Aim of the task
Could you write out the material again from the line with "around the blue" up to and including the line with "0, 212, 525, 349", requests included, with every box coordinate in the answers moved by -106?

# START OF Records for this exercise

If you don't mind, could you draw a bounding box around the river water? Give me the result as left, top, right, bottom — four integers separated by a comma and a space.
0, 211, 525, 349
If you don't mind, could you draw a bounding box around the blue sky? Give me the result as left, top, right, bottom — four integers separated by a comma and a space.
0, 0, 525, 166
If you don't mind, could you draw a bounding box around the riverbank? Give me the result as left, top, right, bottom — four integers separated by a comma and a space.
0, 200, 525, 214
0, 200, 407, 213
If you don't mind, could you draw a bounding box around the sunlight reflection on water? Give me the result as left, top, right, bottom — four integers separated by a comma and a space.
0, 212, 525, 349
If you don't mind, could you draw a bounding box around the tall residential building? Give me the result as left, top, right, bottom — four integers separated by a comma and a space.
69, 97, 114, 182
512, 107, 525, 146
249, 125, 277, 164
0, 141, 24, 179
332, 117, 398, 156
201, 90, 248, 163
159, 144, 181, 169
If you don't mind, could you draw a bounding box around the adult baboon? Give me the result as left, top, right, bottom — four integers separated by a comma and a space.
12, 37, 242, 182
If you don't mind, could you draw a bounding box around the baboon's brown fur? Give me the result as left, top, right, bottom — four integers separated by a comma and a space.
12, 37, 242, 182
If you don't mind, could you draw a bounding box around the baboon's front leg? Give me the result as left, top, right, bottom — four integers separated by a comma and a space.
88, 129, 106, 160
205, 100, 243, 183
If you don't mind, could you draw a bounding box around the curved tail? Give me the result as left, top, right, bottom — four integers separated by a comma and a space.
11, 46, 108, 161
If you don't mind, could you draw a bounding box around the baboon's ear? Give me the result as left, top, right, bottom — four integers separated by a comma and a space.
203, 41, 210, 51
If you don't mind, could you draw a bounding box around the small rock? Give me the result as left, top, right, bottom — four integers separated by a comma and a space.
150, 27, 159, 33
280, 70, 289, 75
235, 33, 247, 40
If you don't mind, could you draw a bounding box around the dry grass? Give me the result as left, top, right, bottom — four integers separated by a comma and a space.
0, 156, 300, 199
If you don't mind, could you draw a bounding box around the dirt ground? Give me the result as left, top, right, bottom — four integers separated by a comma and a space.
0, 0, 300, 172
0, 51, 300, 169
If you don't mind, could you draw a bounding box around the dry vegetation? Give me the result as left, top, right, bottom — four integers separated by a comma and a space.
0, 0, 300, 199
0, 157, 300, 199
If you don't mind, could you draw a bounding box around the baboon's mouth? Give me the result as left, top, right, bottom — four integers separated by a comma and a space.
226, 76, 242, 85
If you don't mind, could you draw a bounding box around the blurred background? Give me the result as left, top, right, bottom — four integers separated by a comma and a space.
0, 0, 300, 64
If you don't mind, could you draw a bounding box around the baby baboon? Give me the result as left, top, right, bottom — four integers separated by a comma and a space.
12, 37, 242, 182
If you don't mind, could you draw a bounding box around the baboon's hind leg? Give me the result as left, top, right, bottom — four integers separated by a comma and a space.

# END OF Records for this exercise

Answer
If you don't mind, could you draw a bounding box around the blue sky? Give me the result as left, top, right, bottom — four integers separated by a comma and a space.
-106, -106, 419, 60
If you don't mind, could you draw a bounding box around the riverbank? Give me the result as left, top, right, bottom — four integers separated by a comma and a space.
-106, 94, 419, 108
-106, 94, 301, 107
If you don't mind, could you draw a bounding box around the sunlight reflection on water? Give me the result as left, top, right, bottom — four integers separated by a comma and a space.
-106, 106, 419, 243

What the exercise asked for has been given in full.